WHAT THE TASK ASKS ▸
Can you render the lines of the listing below, from the line containing "of the wooden" up to and including the line containing "<point>548,231</point>", as a numbered list with blank lines omitted?
════════
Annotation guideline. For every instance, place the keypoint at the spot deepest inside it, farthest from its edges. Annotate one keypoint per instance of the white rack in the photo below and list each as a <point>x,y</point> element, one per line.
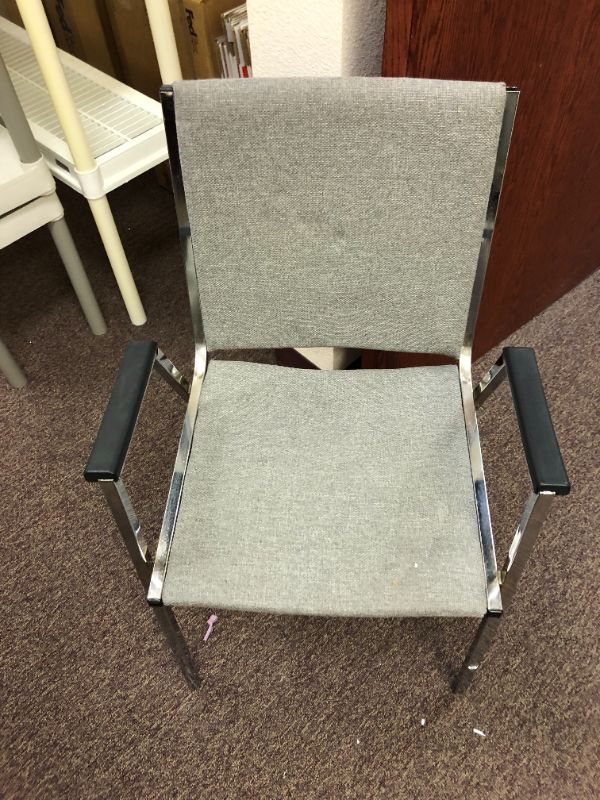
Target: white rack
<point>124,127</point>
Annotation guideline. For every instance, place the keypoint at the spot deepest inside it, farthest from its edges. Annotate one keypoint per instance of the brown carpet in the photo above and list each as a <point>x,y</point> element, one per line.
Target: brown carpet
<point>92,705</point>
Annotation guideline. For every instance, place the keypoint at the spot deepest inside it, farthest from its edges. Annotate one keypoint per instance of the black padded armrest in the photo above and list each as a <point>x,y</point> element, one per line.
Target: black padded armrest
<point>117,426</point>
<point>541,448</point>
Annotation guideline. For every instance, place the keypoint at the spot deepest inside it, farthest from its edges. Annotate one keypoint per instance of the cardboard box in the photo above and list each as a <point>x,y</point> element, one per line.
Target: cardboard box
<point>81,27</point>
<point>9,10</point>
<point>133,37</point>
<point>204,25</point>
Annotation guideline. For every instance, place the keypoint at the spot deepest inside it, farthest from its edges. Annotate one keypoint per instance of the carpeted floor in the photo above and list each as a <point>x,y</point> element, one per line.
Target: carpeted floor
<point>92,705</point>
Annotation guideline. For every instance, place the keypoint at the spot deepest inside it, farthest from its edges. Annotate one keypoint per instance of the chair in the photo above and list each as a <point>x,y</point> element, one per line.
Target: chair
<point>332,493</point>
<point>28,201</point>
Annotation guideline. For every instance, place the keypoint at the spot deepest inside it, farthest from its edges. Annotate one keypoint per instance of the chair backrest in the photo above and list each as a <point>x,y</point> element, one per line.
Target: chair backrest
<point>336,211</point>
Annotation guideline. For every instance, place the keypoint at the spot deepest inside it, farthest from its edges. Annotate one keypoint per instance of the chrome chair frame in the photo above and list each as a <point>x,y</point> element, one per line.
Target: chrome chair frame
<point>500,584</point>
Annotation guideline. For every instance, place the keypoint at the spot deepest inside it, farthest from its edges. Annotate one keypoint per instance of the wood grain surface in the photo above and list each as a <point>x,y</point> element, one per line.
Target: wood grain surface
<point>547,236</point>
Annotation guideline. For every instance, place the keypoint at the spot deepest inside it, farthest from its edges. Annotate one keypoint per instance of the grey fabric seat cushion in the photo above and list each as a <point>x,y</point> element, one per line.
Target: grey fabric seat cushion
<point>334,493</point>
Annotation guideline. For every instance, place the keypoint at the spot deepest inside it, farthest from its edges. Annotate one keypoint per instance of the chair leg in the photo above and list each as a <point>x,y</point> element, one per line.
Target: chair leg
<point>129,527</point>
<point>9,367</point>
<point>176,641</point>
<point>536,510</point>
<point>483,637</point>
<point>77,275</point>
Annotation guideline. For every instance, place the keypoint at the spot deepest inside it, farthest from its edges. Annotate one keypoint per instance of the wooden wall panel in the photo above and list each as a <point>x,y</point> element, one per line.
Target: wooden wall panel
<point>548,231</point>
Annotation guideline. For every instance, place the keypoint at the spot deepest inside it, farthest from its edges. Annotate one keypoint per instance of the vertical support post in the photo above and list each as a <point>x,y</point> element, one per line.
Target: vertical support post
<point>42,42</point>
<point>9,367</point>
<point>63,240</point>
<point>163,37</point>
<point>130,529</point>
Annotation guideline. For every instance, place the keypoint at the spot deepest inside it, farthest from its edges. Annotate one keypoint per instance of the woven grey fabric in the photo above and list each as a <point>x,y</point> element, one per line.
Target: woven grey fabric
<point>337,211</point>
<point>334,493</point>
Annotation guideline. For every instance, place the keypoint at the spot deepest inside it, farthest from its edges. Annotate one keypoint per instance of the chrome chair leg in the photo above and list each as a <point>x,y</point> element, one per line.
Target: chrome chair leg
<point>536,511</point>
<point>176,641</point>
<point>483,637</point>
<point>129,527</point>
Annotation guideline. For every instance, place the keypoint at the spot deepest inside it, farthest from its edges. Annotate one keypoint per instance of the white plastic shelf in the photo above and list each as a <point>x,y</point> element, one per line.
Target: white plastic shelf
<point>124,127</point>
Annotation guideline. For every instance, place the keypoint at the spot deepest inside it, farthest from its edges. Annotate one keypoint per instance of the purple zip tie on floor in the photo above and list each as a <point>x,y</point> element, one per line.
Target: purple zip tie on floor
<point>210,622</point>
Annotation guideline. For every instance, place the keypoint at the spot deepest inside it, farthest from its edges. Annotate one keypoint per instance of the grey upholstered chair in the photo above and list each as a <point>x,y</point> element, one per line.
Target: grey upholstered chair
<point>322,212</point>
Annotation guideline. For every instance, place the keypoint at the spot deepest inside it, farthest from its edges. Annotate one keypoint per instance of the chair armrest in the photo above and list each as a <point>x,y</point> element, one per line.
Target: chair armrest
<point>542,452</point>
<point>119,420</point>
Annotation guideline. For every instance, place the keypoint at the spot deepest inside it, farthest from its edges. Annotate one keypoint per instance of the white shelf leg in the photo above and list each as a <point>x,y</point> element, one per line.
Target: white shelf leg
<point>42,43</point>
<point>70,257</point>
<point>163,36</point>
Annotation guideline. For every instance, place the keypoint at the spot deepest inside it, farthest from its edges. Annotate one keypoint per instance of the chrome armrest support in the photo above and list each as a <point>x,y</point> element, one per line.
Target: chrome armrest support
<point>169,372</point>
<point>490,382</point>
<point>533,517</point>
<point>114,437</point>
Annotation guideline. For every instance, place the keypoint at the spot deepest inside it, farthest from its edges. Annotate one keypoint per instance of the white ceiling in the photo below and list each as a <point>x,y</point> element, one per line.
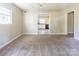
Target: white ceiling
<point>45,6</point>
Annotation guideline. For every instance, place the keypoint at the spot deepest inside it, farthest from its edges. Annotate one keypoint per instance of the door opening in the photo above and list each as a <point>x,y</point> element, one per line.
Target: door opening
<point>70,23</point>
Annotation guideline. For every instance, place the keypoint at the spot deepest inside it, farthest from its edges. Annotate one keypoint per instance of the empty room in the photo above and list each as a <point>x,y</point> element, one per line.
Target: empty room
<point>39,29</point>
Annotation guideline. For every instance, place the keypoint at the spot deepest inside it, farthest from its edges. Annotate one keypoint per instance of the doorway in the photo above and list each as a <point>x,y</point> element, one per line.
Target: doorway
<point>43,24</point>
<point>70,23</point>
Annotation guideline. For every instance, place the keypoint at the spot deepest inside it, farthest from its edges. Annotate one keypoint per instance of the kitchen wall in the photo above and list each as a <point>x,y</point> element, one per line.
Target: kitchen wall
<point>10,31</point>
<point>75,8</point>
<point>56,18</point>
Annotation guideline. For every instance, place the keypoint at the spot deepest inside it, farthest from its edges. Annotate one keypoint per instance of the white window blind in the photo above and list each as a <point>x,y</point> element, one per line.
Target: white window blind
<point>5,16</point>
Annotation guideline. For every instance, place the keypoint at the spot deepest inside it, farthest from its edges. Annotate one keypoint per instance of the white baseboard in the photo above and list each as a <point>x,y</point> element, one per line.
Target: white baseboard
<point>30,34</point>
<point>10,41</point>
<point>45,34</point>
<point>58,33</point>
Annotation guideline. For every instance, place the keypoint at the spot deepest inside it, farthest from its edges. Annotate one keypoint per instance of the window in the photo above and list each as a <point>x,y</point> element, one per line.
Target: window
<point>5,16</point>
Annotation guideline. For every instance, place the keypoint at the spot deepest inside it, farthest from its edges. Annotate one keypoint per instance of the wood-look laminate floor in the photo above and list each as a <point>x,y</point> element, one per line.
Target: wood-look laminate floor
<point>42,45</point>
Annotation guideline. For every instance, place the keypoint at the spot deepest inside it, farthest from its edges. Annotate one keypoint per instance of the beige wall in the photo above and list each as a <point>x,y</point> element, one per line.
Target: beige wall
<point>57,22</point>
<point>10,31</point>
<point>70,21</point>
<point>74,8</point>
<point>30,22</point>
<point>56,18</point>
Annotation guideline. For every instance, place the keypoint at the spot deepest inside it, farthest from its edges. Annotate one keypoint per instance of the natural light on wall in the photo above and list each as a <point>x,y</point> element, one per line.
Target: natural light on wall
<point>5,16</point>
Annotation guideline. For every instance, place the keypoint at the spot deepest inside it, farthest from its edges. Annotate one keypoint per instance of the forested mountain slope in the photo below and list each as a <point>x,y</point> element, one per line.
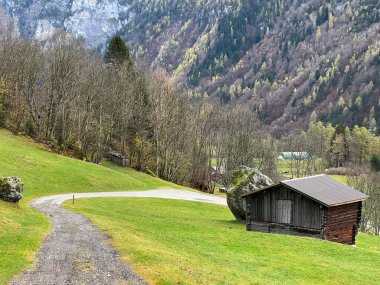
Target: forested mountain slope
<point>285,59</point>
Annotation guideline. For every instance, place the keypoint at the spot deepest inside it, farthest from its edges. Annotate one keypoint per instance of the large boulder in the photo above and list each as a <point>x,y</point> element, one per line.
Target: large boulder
════════
RESPONSE TO THE TASK ▸
1. Annotation guideline. For every instance, place the keypoint at the spot deepest inside it, farthest from its edges. Annotate one keypoint per instance of the wooden wall panel in the photo above and list each as a <point>x,y</point> element, one per line.
2. Target: wooden wall panel
3. <point>548,231</point>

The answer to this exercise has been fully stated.